SOURCE:
Some program execution services 100 may be fee-based such that the service executes programs or allocates computing resources on behalf of a user in exchange for payment of one or more fees by that user. In some fee-based services, the capacity request manager 130 may optionally include the billing module 216 schematically illustrated in FIG. 2A. For example, in some embodiments, fees may be charged to a user based on an amount and/or type of program execution capacity allocated for executing one or more programs on behalf of a user, such as based on one or more of a number of processing units, an amount of memory, an amount of storage, an amount of network resources, etc., allocated for executing programs of the user. In some embodiments, fees may be based on other factors, such as various characteristics of the computing resources used to execute programs, such as, for example, based on CPU capabilities or performance, platform type (e.g., 32-bit, 64-bit, etc.), etc. In some embodiments, fees may be charged on the basis of a variety of use factors, such as a price per use of the service, a price per unit of time that computing services are used, a price per storage used, a price per data transferred in and/or out, etc.

Fees may be based on various other factors, such as related to requests for guaranteed availability of program execution capacity and/or various properties related to executing programs (e.g., continuity of execution, fault tolerance, etc.). In at least some embodiments, a program execution service may offer one or more of various tiers, types and/or levels of services or functionality for executing programs on behalf of multiple users, and in some such embodiments, various fees may be associated with the various tiers, types and/or levels of services. The billing module 216 can monitor and track usage of the computer resources and calculate fees due for the usage.

The user may be charged a fixed fee payment (e.g., upfront or periodically billed) for reserving computing capacity and, in some cases, is charged other use fees (e.g., variable fees associated with use of various resources, such as electricity, physical rack space, network utilization, etc.). As an example, a user who makes a request for guaranteed availability of computing resources during a usage period may be charged a reservation fee when the request is made or when the request is granted by the program execution service 100. The reservation fee may be based on, for example, the amount of resources requested, the start time and/or duration of the usage period, whether the service will be required to purchase additional computing hardware to fulfill the request, etc. For example, the reservation fee may be higher if the start time is in the near future than if the start time is farther out. In addition, the user (or authorized users) may be charged a usage fee for utilizing the guaranteed availability resources during the usage period. For example, an authorized user that requests, during the usage period, execution of a program on the guaranteed availability computing nodes, may be charged a usage fee based on, for example, the duration of execution of the program, the type of the resources used to execute the program, etc. As discussed above, various types or tiers of fee arrangements are possible. For example, a user that requests on-demand resources for immediate use may not be charged a reservation fee but may be charged a higher usage fee than that charged to users that pay a reservation fee to make a reservation for resources for future usage periods.

The billing module 216 may track the usage, calculate appropriate fees, and bill the user and/or the authorized user (or provide billing information to an accounting module or service). In some cases, the request by the user may indicate that some or all of the usage fees incurred by authorized users be billed to the user rather than to the authorized users. In some such cases, the billing module 216 may appropriately portion the fees among the user and authorized users.

WRITTEN INSTRUCTION 1:
List the prices that the billing passage names as use factors on which fees may be charged.
WRITTEN INSTRUCTION 2:
For each statement, say whether the billing passage agrees with it, and quote the words that decide it.
(a) A user who requests on-demand resources for immediate use is charged a reservation fee.
(b) The reservation fee may be higher when the start time is in the near future.
(c) The billing module 216 may divide the fees between the user and authorized users.
WRITTEN INSTRUCTION 3:
Transcribe the billing passage, starting at the words "The billing module 216 may track" and stopping after "and authorized users.".
The data after this point is separate material, unrelated to the billing passage.

DATA BLOCK:

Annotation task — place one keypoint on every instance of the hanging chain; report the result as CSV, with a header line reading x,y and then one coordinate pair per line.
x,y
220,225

RIGHT ANSWER 1:
- a price per use of the service
- a price per unit of time that computing services are used
- a price per storage used
- a price per data transferred in and/or out

RIGHT ANSWER 2:
(a) No: "a user that requests on-demand resources for immediate use may not be charged a reservation fee"
(b) Yes: "the reservation fee may be higher if the start time is in the near future than if the start time is farther out"
(c) Yes: "the billing module 216 may appropriately portion the fees among the user and authorized users"

RIGHT ANSWER 3:
The billing module 216 may track the usage, calculate appropriate fees, and bill the user and/or the authorized user (or provide billing information to an accounting module or service). In some cases, the request by the user may indicate that some or all of the usage fees incurred by authorized users be billed to the user rather than to the authorized users. In some such cases, the billing module 216 may appropriately portion the fees among the user and authorized users.